◆ Records drawn from a dataset
·····
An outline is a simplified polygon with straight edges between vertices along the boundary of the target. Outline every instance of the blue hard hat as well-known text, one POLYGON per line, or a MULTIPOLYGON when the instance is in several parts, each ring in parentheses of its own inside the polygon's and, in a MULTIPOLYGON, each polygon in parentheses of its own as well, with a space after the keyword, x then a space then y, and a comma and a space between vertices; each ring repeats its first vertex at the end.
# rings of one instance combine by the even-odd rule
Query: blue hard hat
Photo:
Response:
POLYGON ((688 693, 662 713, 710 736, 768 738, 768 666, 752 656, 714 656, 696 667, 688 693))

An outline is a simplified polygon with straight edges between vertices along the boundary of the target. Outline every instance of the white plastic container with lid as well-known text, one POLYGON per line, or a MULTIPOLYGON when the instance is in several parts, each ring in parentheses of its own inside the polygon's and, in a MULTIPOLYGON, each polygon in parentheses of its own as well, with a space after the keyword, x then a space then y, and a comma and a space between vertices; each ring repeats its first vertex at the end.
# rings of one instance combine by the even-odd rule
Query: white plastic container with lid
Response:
·····
◆ DIRECTIONS
From the data above, copy each line that has the string "hard".

◆ ANSWER BELOW
An outline is a simplified polygon with straight edges between vertices along the boundary of the target. Outline every instance of the blue hard hat as well-known text, one POLYGON per line, or a MULTIPOLYGON when the instance is in several parts, each ring in parentheses of its own inside the polygon's and, in a MULTIPOLYGON, each polygon in parentheses of its own as well, with a space after the keyword, x then a space then y, and a comma and a space between vertices; each ring repeats its first vertex at the end.
Query: blue hard hat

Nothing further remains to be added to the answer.